WHAT YOU WILL DO:
A – Answer these questions using the Court of Protection text below, giving each answer on its own line with the same mark:
(i) What date appears at the top?
(ii) Who was to receive the balance of the residuary estate?
(iii) Which land did the Court accept it had no jurisdiction over?
B – For each statement, say whether the Court of Protection text below agrees with it, and quote the words from the text that decide it.
(i) The Court had jurisdiction to deal with the Mediterranean land.
(ii) The approved structure was made up of two parts.
(iii) In the past, Mr Jones had shown interest in providing for his daughter.
C – Transcribe the Court of Protection text below from the words "13 June 2018" up to and including the words "land in Europe.".

DOCUMENT TEXT:
______

13 June 2018
Complex estate planning and the Court of Protection
In Re Peter Jones  EWCOP 59 the Court of Protection, in considering a statutory will application on behalf of an incapacitated wealthy businessman, held that, although he had shown no interest in providing for his estranged daughter in the past he had indicated that he would want to make provision for her in his Will. Although, as with many statutory will cases, the outcome was specific to its facts, the Court had to consider a diverse and significant portfolio of assets including land in Europe.
It was accepted that the Court did not have jurisdiction to deal with the Mediterranean land however the majority of Mr Jones' other assets had been returned to the UK and were within the scope of the statutory will before the Court. The approved structure was in two parts; a lifetime trust for Mr Jones' daughter (who was not good at handling money) to secure her comfortable accommodation and deal with her debts and provision in the statutory Will providing a substantial legacy for the daughter, taking into account the lifetime provision made for her, with the balance of the residuary estate passing to Mr Jones' wife. The Court also approved an immediate cash payment to Mr Jones' wife to be held on trust to enable a property to be built on the land in the Mediterranean for his occupation.The combination of lifetime provision and a statutory will shows that the Court's powers can be used to sanctions quite complex and imaginative estate planning arrangements.

______

INFORMATION:
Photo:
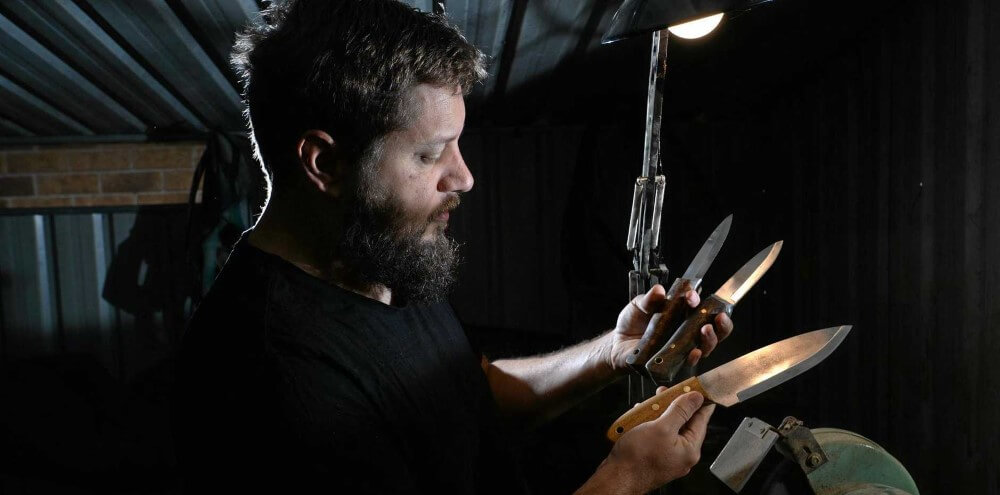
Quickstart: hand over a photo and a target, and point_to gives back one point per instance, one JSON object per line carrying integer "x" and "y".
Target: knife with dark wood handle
{"x": 676, "y": 305}
{"x": 665, "y": 364}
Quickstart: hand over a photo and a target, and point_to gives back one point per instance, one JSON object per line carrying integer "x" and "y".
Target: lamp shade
{"x": 644, "y": 16}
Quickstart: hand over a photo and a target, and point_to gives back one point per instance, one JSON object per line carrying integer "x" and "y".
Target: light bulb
{"x": 696, "y": 28}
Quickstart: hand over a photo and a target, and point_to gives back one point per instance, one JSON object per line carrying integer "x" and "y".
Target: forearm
{"x": 539, "y": 388}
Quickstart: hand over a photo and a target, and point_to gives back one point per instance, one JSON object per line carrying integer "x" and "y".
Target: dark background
{"x": 863, "y": 134}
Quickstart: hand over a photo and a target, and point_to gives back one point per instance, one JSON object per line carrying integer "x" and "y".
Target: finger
{"x": 708, "y": 340}
{"x": 694, "y": 356}
{"x": 696, "y": 427}
{"x": 723, "y": 326}
{"x": 680, "y": 411}
{"x": 650, "y": 302}
{"x": 693, "y": 298}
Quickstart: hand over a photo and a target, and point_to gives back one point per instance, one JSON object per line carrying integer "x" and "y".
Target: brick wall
{"x": 97, "y": 175}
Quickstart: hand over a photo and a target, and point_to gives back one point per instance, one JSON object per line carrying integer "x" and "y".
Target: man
{"x": 323, "y": 356}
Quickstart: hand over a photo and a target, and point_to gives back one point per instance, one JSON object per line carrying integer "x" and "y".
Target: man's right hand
{"x": 656, "y": 452}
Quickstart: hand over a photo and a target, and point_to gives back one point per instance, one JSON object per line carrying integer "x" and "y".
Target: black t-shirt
{"x": 288, "y": 382}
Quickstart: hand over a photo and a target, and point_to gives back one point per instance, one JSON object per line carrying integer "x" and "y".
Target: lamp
{"x": 685, "y": 19}
{"x": 636, "y": 17}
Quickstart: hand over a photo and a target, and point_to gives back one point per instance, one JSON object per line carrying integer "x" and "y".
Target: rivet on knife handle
{"x": 665, "y": 364}
{"x": 653, "y": 407}
{"x": 658, "y": 326}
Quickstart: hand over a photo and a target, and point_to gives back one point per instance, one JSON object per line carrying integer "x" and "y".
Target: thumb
{"x": 680, "y": 411}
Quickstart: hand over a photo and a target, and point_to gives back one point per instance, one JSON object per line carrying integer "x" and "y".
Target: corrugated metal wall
{"x": 54, "y": 268}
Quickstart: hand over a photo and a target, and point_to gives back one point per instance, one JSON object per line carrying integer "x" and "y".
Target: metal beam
{"x": 109, "y": 138}
{"x": 43, "y": 106}
{"x": 78, "y": 80}
{"x": 14, "y": 127}
{"x": 509, "y": 48}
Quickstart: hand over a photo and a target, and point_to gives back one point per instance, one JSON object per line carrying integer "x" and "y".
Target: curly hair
{"x": 344, "y": 67}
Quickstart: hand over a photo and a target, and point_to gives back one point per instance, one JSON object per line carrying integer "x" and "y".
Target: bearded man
{"x": 324, "y": 357}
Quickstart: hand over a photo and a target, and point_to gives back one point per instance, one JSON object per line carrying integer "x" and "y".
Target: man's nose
{"x": 457, "y": 178}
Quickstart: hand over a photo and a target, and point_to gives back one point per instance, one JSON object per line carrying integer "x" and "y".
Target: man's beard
{"x": 381, "y": 245}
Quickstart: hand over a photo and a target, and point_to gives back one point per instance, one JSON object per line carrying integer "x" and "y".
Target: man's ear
{"x": 322, "y": 162}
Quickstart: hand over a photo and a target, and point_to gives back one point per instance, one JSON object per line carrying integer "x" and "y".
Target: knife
{"x": 743, "y": 377}
{"x": 668, "y": 361}
{"x": 656, "y": 331}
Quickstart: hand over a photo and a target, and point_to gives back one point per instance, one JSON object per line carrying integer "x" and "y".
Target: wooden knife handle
{"x": 653, "y": 407}
{"x": 665, "y": 364}
{"x": 659, "y": 325}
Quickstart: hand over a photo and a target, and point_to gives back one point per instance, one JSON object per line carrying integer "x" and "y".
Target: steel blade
{"x": 706, "y": 255}
{"x": 767, "y": 367}
{"x": 737, "y": 286}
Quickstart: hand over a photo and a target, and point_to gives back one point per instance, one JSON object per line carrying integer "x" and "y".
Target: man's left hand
{"x": 634, "y": 318}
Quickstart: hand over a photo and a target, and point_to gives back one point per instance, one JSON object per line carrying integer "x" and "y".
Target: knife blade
{"x": 665, "y": 364}
{"x": 658, "y": 325}
{"x": 743, "y": 377}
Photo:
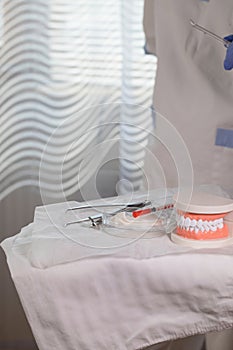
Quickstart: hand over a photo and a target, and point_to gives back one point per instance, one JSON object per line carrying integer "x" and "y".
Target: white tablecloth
{"x": 78, "y": 293}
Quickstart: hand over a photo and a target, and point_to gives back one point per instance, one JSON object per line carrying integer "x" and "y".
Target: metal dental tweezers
{"x": 225, "y": 42}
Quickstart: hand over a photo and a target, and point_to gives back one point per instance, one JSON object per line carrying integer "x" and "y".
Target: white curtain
{"x": 74, "y": 83}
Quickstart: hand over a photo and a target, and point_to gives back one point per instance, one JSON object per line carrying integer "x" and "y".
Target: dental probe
{"x": 225, "y": 42}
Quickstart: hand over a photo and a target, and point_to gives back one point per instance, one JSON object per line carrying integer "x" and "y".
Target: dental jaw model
{"x": 201, "y": 222}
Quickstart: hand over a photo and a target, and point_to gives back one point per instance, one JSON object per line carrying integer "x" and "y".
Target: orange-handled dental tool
{"x": 151, "y": 210}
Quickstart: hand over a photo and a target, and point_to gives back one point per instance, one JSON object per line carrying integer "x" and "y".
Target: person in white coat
{"x": 194, "y": 92}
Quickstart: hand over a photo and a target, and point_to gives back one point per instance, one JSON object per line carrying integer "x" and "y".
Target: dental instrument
{"x": 225, "y": 42}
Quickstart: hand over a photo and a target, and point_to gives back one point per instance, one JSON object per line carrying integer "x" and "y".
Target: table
{"x": 81, "y": 296}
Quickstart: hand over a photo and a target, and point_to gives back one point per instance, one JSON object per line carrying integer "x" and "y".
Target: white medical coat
{"x": 192, "y": 89}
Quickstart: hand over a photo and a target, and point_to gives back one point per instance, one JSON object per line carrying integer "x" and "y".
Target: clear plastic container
{"x": 145, "y": 226}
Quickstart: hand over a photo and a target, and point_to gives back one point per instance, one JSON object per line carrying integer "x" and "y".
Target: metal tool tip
{"x": 192, "y": 22}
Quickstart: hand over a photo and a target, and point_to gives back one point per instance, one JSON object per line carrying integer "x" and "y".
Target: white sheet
{"x": 151, "y": 291}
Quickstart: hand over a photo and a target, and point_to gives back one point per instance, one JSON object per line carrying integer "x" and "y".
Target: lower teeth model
{"x": 201, "y": 226}
{"x": 202, "y": 217}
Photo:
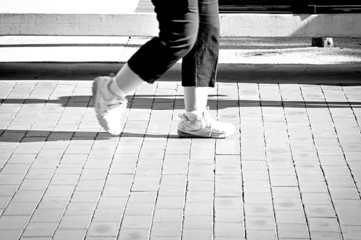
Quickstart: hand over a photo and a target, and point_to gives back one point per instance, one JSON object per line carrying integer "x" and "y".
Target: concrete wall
{"x": 232, "y": 25}
{"x": 118, "y": 18}
{"x": 68, "y": 6}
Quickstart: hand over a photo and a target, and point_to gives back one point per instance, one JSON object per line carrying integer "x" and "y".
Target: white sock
{"x": 115, "y": 90}
{"x": 194, "y": 115}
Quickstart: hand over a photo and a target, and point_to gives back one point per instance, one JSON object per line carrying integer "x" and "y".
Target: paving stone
{"x": 40, "y": 230}
{"x": 103, "y": 229}
{"x": 69, "y": 234}
{"x": 295, "y": 162}
{"x": 259, "y": 235}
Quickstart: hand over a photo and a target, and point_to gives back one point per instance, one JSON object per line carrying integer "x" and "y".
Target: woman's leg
{"x": 178, "y": 25}
{"x": 199, "y": 66}
{"x": 198, "y": 73}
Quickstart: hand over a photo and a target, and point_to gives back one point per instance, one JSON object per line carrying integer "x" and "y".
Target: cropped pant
{"x": 188, "y": 30}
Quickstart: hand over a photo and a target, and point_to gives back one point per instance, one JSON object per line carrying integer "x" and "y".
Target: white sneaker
{"x": 204, "y": 127}
{"x": 109, "y": 112}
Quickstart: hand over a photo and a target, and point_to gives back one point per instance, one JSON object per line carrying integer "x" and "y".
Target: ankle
{"x": 114, "y": 89}
{"x": 194, "y": 115}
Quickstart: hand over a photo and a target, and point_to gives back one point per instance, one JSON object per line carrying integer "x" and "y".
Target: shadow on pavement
{"x": 341, "y": 74}
{"x": 83, "y": 101}
{"x": 54, "y": 136}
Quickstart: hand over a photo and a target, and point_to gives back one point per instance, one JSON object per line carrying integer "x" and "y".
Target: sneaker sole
{"x": 101, "y": 120}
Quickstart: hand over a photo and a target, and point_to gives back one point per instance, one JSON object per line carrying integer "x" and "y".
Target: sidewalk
{"x": 293, "y": 171}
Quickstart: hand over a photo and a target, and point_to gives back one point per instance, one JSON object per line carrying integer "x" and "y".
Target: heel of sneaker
{"x": 182, "y": 134}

______

ANSWER LIST:
A –
(i) 13 June 2018
(ii) Mr Jones' wife
(iii) The Mediterranean land

B –
(i) No: "It was accepted that the Court did not have jurisdiction to deal with the Mediterranean land"
(ii) Yes: "The approved structure was in two parts"
(iii) No: "he had shown no interest in providing for his estranged daughter in the past"

C –
13 June 2018
Complex estate planning and the Court of Protection
In Re Peter Jones  EWCOP 59 the Court of Protection, in considering a statutory will application on behalf of an incapacitated wealthy businessman, held that, although he had shown no interest in providing for his estranged daughter in the past he had indicated that he would want to make provision for her in his Will. Although, as with many statutory will cases, the outcome was specific to its facts, the Court had to consider a diverse and significant portfolio of assets including land in Europe.